> [RECORDS SUPPLIED]
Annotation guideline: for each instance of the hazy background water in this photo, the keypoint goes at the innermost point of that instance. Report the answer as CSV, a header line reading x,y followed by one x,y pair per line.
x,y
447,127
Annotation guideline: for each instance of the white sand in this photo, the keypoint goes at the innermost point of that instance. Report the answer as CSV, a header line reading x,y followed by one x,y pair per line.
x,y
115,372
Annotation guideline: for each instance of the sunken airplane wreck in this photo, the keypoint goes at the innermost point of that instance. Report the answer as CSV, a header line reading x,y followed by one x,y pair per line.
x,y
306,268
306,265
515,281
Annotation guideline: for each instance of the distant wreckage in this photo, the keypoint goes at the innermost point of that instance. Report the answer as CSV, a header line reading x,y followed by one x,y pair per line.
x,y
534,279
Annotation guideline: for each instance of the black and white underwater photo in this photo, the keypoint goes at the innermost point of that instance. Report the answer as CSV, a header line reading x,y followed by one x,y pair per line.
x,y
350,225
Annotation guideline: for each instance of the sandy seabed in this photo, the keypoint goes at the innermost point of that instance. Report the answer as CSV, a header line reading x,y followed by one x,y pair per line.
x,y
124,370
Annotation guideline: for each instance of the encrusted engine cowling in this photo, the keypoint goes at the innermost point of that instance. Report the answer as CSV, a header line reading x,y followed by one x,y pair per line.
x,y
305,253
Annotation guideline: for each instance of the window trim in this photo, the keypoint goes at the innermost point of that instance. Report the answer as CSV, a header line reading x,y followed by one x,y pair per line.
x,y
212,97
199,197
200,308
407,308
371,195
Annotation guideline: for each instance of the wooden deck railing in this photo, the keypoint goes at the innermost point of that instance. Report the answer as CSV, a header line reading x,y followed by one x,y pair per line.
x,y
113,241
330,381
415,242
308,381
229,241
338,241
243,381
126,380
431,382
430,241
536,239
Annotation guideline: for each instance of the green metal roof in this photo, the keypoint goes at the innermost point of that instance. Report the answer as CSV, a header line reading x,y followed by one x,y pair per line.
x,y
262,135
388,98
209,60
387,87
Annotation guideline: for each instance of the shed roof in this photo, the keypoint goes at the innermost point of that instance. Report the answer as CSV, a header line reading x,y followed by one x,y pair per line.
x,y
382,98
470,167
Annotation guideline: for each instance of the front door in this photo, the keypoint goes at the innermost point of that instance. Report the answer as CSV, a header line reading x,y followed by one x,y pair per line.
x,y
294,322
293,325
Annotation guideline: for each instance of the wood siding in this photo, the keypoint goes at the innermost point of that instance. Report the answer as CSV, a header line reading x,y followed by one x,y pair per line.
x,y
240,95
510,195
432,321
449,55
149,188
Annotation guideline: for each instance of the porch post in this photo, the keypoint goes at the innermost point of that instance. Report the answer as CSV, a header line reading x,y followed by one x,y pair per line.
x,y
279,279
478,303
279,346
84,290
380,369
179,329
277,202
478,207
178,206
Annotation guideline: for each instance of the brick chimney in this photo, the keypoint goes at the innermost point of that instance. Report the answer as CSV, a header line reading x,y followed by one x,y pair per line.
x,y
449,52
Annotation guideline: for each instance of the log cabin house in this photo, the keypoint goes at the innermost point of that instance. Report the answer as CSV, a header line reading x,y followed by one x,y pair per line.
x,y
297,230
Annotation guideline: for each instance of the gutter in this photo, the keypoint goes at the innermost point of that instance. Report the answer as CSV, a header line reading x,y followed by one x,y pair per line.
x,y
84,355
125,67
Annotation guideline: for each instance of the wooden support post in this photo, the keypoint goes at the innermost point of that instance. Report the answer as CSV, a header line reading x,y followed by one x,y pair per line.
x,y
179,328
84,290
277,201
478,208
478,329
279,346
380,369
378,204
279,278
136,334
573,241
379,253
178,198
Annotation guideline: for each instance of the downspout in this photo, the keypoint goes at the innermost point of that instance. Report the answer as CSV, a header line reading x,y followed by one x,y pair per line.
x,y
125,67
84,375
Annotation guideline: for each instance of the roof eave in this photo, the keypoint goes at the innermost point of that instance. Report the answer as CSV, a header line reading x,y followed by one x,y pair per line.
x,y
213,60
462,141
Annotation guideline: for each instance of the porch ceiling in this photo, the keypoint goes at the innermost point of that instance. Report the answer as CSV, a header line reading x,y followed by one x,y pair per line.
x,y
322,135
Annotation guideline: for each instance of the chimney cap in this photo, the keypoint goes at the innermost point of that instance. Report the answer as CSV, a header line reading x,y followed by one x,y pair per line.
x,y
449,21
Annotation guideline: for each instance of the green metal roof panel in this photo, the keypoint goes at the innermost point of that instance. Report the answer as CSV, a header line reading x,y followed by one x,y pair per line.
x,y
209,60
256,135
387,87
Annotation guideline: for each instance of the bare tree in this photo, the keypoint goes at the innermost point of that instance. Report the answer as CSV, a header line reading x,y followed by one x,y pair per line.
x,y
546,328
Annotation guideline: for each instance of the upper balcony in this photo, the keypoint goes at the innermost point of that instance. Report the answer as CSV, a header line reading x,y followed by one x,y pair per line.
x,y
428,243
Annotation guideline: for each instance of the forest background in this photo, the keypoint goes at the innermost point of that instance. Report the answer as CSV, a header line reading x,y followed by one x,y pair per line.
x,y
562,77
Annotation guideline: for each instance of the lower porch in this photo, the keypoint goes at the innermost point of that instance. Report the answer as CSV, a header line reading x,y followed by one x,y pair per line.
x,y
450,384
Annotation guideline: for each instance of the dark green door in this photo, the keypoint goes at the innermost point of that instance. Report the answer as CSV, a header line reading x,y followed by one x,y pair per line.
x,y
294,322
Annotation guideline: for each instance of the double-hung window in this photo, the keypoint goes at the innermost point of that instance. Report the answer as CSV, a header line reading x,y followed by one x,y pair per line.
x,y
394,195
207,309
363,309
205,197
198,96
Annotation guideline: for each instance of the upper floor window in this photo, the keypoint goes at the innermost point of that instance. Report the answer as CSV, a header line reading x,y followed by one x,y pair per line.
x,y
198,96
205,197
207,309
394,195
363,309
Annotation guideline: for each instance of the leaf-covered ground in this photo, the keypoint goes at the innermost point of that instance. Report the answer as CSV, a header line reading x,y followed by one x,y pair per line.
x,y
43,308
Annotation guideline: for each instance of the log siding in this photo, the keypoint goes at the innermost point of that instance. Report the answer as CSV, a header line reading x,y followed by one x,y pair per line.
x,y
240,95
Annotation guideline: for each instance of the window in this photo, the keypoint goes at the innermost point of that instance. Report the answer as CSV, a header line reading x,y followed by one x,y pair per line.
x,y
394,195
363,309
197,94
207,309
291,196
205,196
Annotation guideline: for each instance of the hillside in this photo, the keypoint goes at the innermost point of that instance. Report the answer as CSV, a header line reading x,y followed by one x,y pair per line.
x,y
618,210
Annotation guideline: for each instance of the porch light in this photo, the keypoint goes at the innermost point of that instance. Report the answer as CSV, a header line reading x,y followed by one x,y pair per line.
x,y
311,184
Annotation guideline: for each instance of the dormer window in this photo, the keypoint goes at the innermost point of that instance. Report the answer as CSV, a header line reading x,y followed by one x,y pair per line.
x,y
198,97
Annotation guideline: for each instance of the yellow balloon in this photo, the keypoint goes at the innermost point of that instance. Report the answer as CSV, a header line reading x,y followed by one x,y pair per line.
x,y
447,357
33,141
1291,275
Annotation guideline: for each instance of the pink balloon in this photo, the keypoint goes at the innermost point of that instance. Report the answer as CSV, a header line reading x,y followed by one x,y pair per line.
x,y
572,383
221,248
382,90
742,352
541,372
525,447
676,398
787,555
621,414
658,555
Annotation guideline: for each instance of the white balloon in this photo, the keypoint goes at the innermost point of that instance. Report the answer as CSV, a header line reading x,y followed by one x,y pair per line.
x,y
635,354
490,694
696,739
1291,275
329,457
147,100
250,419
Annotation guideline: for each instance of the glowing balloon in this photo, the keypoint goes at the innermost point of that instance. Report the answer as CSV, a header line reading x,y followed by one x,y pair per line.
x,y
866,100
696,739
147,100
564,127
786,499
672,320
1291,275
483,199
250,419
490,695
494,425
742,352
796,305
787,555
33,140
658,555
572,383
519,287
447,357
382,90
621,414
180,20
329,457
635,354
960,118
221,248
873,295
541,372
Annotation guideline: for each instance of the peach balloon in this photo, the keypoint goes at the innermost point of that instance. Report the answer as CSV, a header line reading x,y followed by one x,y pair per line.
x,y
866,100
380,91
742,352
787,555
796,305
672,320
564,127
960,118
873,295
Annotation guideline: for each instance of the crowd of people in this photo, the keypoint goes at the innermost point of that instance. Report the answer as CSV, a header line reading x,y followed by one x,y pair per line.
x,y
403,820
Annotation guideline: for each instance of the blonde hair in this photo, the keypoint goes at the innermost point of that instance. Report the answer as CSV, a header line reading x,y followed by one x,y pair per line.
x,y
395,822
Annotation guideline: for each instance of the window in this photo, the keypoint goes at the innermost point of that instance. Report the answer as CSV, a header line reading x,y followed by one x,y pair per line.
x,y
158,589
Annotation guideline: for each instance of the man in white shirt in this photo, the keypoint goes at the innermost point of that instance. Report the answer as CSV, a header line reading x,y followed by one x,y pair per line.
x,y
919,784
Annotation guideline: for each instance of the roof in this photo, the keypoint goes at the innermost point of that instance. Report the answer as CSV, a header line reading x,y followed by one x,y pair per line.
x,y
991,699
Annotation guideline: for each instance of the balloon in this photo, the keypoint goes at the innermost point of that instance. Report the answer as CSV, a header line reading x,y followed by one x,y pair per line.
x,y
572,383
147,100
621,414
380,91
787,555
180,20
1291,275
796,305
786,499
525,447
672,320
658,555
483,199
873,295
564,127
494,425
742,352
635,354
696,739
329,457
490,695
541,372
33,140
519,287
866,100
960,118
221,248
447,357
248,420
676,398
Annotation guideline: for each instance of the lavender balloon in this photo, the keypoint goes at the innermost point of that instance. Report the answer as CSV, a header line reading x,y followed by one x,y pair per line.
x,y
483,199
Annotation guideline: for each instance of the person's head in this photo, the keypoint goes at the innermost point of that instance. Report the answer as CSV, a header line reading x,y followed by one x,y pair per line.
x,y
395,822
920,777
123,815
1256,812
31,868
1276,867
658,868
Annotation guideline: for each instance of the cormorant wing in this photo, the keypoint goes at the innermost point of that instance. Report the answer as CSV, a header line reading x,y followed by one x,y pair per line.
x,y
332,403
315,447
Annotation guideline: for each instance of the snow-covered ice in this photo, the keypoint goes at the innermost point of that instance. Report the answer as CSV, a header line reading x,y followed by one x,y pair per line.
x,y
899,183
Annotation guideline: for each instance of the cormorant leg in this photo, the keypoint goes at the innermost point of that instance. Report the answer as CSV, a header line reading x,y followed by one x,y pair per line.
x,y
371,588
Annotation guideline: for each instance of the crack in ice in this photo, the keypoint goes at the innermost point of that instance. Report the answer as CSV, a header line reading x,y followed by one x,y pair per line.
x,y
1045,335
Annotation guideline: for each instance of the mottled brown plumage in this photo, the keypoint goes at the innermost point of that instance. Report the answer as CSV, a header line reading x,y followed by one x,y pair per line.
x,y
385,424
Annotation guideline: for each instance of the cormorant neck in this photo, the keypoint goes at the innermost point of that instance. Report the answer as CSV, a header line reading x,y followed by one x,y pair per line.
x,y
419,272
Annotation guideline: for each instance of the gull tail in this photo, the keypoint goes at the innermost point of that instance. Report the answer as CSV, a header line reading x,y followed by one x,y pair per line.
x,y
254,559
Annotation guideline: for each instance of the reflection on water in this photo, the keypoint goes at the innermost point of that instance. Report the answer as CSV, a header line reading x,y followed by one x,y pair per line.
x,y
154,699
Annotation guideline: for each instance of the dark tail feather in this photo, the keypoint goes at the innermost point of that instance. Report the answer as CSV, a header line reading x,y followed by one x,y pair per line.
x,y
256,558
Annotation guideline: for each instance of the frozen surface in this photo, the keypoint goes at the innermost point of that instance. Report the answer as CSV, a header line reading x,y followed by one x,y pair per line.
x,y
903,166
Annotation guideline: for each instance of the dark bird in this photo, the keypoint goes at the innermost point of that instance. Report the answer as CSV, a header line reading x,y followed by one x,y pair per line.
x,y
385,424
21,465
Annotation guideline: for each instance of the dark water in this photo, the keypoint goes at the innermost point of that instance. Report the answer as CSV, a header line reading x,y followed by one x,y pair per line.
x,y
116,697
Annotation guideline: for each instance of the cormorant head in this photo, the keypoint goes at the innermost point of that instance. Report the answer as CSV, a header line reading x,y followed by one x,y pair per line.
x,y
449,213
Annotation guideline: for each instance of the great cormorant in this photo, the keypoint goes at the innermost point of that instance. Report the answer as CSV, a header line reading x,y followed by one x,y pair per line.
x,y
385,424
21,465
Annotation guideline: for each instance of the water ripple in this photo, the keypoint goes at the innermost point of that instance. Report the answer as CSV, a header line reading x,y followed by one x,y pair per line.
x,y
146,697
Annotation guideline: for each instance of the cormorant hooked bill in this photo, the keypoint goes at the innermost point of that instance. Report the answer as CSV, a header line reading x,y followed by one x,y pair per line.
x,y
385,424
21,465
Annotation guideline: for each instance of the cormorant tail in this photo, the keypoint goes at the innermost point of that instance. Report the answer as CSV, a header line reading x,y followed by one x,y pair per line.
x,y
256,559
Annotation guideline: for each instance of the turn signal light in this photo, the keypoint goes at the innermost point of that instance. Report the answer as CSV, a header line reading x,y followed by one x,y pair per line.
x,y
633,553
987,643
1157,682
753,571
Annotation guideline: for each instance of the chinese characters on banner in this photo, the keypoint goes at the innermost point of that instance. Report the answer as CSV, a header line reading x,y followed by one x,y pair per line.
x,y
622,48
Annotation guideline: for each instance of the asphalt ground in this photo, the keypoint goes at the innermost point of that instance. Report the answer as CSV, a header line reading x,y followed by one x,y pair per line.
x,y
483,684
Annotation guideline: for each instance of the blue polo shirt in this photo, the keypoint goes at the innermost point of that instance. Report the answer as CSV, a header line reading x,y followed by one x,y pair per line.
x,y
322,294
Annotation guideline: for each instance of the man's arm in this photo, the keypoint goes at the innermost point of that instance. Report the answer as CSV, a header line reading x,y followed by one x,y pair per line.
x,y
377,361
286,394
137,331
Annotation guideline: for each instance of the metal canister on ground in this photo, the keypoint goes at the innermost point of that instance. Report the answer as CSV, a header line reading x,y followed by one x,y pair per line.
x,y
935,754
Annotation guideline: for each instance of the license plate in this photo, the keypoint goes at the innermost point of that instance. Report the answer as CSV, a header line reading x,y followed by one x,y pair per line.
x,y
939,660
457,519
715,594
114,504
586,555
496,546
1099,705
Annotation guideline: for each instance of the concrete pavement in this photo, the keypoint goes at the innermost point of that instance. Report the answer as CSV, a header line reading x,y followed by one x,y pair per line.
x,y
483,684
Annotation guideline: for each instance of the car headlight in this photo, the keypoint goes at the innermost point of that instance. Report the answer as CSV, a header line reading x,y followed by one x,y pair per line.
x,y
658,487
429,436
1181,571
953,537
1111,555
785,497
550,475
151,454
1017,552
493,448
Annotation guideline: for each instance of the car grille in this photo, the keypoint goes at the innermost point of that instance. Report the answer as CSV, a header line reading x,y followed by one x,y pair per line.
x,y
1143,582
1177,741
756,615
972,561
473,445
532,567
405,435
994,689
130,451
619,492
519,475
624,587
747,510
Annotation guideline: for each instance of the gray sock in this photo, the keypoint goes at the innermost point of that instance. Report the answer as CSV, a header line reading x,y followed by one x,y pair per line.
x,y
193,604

> [TASK STATEMENT]
Take every line from the one containing "Annotation guideline: for each instance of the concrete" to the end of the listing and output it exactly, with nothing else.

> [COMPLETE OUTPUT]
Annotation guideline: for each instance of the concrete pavement in this photo, the keypoint goes at the innermost point of that instance. Report the answer as CSV, a header line reading x,y followed by one x,y pair per line.
x,y
483,684
Annotation guideline: for each instance of the car headlight in this photo, the keypoint goes at the innermost point of that instance. Report the answer as CSV, a header line reading x,y followed by one x,y pair per line.
x,y
658,487
429,436
1181,571
953,537
1111,555
785,497
550,475
151,454
1017,552
493,448
Annotation guideline: for each instance of the car grille in this photo, the keypoint goes at the innermost point of that instance. Report the answer as CSV, a header line reading x,y followed by one x,y pair per line.
x,y
1143,582
1177,741
756,615
972,561
473,445
532,567
405,435
994,689
130,451
619,492
519,475
624,587
747,510
Annotation guideline: for each instance of the gray sock in this photo, the keypoint goes at the innermost point of that instance. Report the answer as CSV, a header line reading x,y followed by one x,y pair per line.
x,y
193,604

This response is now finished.